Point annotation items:
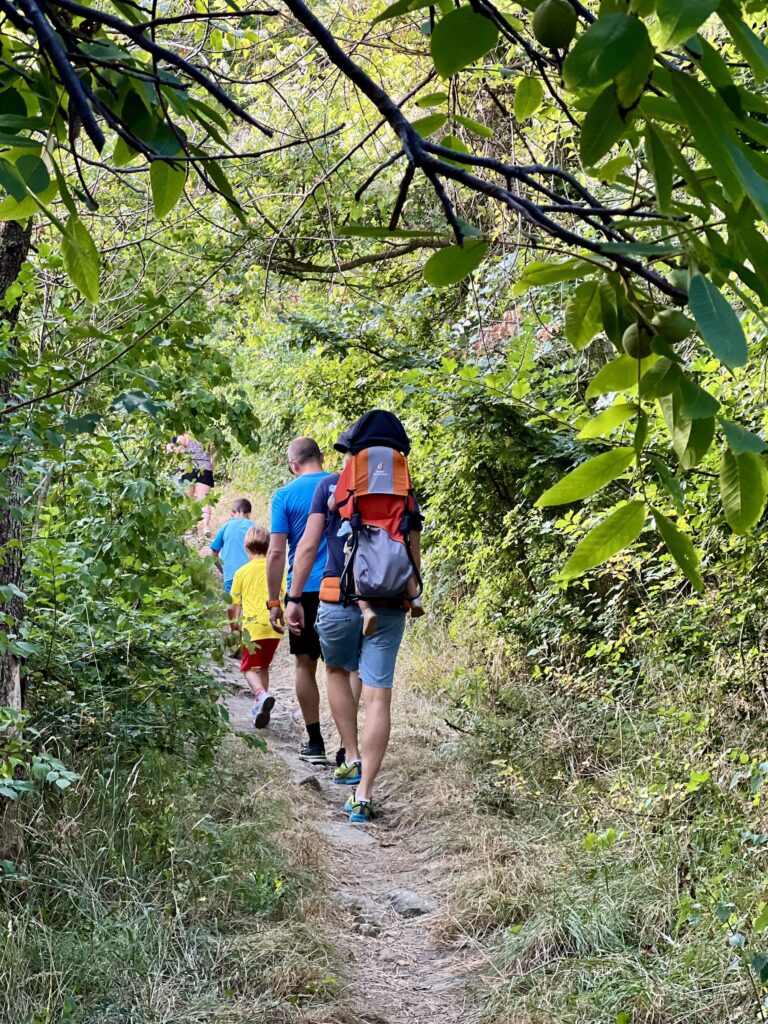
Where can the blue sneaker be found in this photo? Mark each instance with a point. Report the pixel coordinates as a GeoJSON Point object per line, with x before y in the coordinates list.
{"type": "Point", "coordinates": [359, 811]}
{"type": "Point", "coordinates": [347, 774]}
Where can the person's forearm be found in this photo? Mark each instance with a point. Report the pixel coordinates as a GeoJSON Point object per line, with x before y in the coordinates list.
{"type": "Point", "coordinates": [275, 565]}
{"type": "Point", "coordinates": [302, 566]}
{"type": "Point", "coordinates": [416, 549]}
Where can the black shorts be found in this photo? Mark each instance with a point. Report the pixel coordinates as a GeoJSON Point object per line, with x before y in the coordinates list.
{"type": "Point", "coordinates": [199, 476]}
{"type": "Point", "coordinates": [307, 642]}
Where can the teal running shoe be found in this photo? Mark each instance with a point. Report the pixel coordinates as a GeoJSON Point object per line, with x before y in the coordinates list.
{"type": "Point", "coordinates": [359, 811]}
{"type": "Point", "coordinates": [347, 774]}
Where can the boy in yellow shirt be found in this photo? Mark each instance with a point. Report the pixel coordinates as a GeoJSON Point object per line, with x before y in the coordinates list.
{"type": "Point", "coordinates": [250, 596]}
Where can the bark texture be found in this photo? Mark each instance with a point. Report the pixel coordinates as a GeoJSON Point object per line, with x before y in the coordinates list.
{"type": "Point", "coordinates": [14, 246]}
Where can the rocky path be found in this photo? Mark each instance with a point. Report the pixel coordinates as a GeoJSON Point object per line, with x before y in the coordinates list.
{"type": "Point", "coordinates": [384, 885]}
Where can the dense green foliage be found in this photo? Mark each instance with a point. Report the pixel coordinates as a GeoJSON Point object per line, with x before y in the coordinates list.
{"type": "Point", "coordinates": [552, 265]}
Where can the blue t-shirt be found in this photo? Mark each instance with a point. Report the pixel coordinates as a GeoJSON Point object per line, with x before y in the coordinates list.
{"type": "Point", "coordinates": [291, 507]}
{"type": "Point", "coordinates": [335, 561]}
{"type": "Point", "coordinates": [229, 545]}
{"type": "Point", "coordinates": [335, 545]}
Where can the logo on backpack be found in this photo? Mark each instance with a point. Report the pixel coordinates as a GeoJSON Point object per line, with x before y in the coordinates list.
{"type": "Point", "coordinates": [375, 499]}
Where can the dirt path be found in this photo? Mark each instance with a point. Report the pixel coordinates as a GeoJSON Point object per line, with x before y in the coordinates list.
{"type": "Point", "coordinates": [378, 875]}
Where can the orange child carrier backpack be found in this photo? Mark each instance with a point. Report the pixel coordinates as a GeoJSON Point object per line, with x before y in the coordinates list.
{"type": "Point", "coordinates": [375, 497]}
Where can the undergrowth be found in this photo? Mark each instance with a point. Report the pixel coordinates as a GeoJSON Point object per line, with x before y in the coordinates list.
{"type": "Point", "coordinates": [606, 845]}
{"type": "Point", "coordinates": [160, 893]}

● **WRITTEN INSTRUCTION**: Convert the lines of the items, starting at the line that contains "Where can the dirt" and ending at the last line of the items, into a Markdown table with a "Row" column holding a running number and a "Line" column holding the line itself. Leave out blank lines.

● **WRITTEN RESPONSE**:
| Row | Line |
|---|---|
| 1 | Where can the dirt path be found in this photo? Mark each instance with a point. Report the pixel coordinates as a GeoJSON Point object per line, with x before y in the coordinates list. |
| 2 | {"type": "Point", "coordinates": [378, 875]} |
| 3 | Where can the orange child carrier backpack be found in this photo? Mark each instance with a point. Report the pixel coordinates as a GeoJSON Point object per line, with x before y in the coordinates list. |
| 4 | {"type": "Point", "coordinates": [375, 497]} |
| 5 | Where can the undergrowth be found in this photo? Mark each instance with a point. Report the pixel coordinates as a GeoJSON Point object per line, with x before y in the coordinates list. |
| 6 | {"type": "Point", "coordinates": [606, 845]} |
| 7 | {"type": "Point", "coordinates": [160, 893]} |